Aşağıdaki mahkeme kararına göre şu soruları yanıtlayın:
1. İncelenen kararı hangi mahkeme vermiştir?
2. Davanın konusu nedir?
3. Kararın Daire tarafından incelenmesini kim istemiştir?

• _Alıntı metin_:
================================
Emsal Mahkeme Kararı İzmir Bölge Adliye Mahkemesi 22. Hukuk Dairesi 2020/2181 E. 2023/420 K. 24.02.2023 T.

Görüntülediğiniz mahkeme kararı kesinleşmiş bir karardır.

T.C.
İZMİR
BÖLGE ADLİYE MAHKEMESİ
22. HUKUK DAİRESİ

ESAS NO : 2020/2181
KARAR NO : 2023/420

T Ü R K M İ L L E T İ A D I N A
İ S T İ N A F K A R A R I

İNCELENEN KARARIN
MAHKEMESİ : İZMİR 2. ASLİYE TİCARET MAHKEMESİ
ESAS NO : 2018/1316
KARAR NO : 2020/381
DAVA TARİHİ : 06.11.2018
KARAR TARİHİ: 02.07.2020
DAVANIN KONUSU : Eser Sözleşmesinden Kaynaklanan Alacak
KARAR TARİHİ : 24.02.2023
KARAR YAZIM TARİHİ : 24.02.2023
İzmir 2. Asliye Ticaret Mahkemesinin 02.07.2020 tarih ve 2018/1316 Esas, 2020/381 Karar sayılı kararın Dairemizce incelenmesi davacı vekili tarafından istenmiş ve istinaf dilekçesinin süresi içinde verildiği anlaşılmış olmakla, raportör üye tarafından düzenlenen rapor dinlenip ve yine dosya içerisindeki dilekçe, layihalar, duruşma tutanakları ve tüm belgeler okunup, incelendi.
================================
• _Gösterilen veriler_:
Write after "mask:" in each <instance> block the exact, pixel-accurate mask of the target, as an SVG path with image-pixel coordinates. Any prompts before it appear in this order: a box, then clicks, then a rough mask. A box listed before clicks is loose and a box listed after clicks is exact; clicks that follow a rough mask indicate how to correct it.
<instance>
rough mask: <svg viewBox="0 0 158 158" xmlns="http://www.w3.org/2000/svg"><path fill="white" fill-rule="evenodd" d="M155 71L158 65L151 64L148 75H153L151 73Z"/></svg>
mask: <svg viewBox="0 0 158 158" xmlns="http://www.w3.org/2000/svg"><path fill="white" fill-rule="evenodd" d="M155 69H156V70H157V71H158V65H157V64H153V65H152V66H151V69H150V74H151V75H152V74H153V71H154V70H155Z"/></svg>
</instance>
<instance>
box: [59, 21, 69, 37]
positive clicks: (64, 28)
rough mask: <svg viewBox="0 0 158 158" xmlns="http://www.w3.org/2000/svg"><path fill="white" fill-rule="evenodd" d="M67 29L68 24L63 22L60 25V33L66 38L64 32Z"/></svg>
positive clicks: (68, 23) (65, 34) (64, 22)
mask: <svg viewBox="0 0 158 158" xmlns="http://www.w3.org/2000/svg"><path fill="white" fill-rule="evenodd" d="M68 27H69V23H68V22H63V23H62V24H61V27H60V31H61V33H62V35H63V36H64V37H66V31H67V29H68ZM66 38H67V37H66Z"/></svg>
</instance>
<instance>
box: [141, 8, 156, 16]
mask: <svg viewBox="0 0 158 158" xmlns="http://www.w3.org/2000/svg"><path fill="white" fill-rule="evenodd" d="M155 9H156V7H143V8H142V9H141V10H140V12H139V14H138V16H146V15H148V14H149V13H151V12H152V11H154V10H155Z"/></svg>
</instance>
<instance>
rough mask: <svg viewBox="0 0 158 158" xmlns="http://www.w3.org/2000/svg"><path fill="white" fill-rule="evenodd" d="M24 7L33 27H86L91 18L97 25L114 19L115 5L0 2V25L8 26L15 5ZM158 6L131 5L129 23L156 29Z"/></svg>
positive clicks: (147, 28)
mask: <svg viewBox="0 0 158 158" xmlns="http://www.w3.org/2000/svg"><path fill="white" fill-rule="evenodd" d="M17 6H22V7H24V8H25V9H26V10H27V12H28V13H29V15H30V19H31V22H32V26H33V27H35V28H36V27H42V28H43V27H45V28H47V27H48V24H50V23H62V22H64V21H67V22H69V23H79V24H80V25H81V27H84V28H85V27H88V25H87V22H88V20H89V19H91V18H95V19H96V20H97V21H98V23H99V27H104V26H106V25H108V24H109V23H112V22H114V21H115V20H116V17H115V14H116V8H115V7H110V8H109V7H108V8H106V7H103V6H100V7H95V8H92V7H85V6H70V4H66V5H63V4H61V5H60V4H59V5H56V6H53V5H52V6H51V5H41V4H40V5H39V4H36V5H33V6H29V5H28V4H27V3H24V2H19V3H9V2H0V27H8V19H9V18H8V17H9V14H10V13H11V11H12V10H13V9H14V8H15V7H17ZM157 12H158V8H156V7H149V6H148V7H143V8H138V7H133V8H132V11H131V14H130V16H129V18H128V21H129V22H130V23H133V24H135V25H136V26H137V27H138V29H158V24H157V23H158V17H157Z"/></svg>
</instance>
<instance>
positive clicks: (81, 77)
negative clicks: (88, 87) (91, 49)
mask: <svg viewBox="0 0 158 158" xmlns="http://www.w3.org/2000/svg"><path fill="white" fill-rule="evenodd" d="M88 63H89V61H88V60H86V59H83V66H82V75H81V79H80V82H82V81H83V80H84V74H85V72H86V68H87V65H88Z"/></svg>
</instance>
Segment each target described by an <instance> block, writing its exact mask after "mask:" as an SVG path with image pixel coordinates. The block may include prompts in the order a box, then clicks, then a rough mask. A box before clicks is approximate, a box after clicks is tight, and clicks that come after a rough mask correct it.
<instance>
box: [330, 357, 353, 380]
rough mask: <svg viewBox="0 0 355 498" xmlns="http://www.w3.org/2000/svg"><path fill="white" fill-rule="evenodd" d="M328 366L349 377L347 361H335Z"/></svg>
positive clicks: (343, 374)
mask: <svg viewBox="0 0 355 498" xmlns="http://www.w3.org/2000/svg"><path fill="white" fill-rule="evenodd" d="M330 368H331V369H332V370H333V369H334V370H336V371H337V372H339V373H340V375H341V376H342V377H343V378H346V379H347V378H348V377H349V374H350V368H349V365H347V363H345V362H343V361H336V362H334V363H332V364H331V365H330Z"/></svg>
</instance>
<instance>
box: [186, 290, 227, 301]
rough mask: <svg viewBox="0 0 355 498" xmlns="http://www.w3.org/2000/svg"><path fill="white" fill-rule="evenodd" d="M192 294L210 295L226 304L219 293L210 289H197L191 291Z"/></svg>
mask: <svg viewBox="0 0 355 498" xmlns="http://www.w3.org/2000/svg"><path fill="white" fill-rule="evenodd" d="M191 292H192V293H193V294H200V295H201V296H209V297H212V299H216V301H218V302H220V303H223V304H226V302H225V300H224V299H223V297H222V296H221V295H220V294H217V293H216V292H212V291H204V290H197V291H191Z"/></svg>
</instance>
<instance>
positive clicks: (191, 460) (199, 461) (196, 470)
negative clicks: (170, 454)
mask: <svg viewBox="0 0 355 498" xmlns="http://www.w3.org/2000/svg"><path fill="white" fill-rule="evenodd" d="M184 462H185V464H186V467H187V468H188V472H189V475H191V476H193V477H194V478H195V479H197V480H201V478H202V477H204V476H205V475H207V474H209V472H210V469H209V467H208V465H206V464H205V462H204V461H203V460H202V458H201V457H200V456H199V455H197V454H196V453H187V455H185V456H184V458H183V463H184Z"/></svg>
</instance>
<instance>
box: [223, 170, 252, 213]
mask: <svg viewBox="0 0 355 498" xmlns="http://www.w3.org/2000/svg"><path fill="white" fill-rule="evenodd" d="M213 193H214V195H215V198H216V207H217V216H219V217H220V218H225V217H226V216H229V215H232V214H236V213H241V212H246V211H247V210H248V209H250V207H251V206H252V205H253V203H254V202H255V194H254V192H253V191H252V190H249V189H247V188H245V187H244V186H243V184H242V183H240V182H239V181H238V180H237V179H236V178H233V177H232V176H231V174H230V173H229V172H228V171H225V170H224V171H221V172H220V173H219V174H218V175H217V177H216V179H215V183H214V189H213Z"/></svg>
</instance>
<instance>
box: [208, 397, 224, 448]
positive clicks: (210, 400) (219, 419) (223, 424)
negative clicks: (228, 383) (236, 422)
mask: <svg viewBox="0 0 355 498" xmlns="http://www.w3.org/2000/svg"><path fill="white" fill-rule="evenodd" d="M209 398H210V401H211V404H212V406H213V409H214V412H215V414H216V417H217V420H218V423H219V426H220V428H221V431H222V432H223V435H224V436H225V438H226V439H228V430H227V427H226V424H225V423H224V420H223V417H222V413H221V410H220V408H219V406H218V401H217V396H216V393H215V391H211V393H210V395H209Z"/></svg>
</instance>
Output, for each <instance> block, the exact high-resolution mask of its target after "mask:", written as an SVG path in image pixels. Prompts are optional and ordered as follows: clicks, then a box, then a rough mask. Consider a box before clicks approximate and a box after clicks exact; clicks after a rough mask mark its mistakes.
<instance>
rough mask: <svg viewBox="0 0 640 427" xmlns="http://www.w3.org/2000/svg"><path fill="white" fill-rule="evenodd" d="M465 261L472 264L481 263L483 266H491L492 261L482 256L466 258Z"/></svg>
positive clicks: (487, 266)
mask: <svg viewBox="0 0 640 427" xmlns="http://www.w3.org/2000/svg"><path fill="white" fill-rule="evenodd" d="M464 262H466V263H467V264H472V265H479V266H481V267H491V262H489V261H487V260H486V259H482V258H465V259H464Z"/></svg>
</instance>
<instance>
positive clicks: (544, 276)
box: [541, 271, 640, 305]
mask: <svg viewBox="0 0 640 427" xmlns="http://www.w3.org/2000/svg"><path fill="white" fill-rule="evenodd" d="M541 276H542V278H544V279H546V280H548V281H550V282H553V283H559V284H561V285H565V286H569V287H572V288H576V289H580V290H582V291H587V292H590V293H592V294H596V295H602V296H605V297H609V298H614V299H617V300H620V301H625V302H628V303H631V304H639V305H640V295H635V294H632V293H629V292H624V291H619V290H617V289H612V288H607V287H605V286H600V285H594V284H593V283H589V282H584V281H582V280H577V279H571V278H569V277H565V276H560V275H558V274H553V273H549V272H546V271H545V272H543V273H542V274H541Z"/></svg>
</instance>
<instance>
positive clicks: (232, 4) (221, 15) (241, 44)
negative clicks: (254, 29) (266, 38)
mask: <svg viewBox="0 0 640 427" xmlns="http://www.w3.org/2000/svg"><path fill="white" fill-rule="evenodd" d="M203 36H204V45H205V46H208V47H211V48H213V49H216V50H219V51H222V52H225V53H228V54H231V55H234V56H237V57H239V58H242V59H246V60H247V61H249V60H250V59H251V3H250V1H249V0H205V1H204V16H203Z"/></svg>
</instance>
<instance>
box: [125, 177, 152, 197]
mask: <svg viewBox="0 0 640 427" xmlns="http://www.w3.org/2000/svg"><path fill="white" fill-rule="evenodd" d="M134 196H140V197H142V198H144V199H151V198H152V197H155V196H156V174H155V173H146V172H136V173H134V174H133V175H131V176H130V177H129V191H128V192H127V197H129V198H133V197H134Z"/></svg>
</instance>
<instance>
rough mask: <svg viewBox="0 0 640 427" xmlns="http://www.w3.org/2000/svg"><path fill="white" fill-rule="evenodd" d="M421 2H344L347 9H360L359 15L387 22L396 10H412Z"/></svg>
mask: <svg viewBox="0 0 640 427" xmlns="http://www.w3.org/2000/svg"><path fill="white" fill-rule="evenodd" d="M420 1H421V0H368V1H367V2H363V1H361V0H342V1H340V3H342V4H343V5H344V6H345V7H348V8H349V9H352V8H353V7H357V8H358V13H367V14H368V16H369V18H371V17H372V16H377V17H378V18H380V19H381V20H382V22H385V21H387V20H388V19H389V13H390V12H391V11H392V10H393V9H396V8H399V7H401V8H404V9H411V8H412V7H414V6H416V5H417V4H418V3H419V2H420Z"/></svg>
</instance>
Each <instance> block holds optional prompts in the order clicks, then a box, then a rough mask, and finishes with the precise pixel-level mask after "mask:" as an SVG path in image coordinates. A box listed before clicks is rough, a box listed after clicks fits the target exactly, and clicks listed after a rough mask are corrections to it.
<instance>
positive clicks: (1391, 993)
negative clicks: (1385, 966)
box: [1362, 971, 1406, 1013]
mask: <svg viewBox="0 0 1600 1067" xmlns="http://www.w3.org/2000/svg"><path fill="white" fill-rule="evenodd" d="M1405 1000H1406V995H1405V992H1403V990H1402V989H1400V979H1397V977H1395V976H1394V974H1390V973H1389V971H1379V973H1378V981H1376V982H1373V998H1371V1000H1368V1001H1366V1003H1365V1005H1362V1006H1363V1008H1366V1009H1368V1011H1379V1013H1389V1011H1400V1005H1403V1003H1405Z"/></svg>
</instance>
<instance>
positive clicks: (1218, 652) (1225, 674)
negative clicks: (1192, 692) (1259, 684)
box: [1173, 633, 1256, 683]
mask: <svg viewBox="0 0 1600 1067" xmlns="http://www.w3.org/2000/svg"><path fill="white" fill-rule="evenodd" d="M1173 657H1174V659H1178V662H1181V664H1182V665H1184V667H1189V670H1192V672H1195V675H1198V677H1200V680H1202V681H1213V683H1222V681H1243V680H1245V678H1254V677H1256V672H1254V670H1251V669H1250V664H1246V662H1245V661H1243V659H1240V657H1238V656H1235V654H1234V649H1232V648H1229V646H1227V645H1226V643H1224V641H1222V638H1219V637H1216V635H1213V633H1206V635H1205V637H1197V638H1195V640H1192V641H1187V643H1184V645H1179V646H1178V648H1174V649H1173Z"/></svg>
================================
• _Görev çözümü_:
1. İzmir 2. Asliye Ticaret Mahkemesi
2. Eser Sözleşmesinden Kaynaklanan Alacak
3. Davacı vekili